Excerpts of pointing data:
=-=-=-=-=
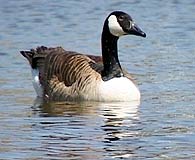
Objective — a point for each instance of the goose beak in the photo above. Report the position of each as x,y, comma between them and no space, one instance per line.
135,30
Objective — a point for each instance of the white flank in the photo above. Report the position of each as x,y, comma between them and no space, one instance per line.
114,26
36,83
118,89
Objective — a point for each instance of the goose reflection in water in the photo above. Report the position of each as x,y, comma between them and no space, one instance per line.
87,128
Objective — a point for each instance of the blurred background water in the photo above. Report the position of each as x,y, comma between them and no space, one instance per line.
161,127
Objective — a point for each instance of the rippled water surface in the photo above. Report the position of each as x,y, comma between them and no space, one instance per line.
161,127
=-=-=-=-=
■ DIRECTIONS FOR THIS TASK
Repeat the rows above word for word, including every point, but omit the pictures.

■ EXERCISE RESPONSE
Objective — a point for each instance of the goose beak in the photo above. Report the position of each as x,y, comma between them and no space, one instance per line.
135,30
Objective — a point for each instance of the white flank in the photo above. Report the position of each as x,y, comma between them and no space, one instance per line.
114,26
36,83
118,89
Objective — a point for each instance of the goose reflection in water in the photo above. Report the position of each as x,y, comma between them and no space, one instance per line.
87,128
Objective — a point for each instance of the blurred background water in the photo above. Report the position of each as x,y, comma between them and no space, one instance per line.
161,127
Objective — a point for each instance of the rippled water surface in the photo above. Report the position of each as x,y, comma between them and no space, one instance per line.
161,127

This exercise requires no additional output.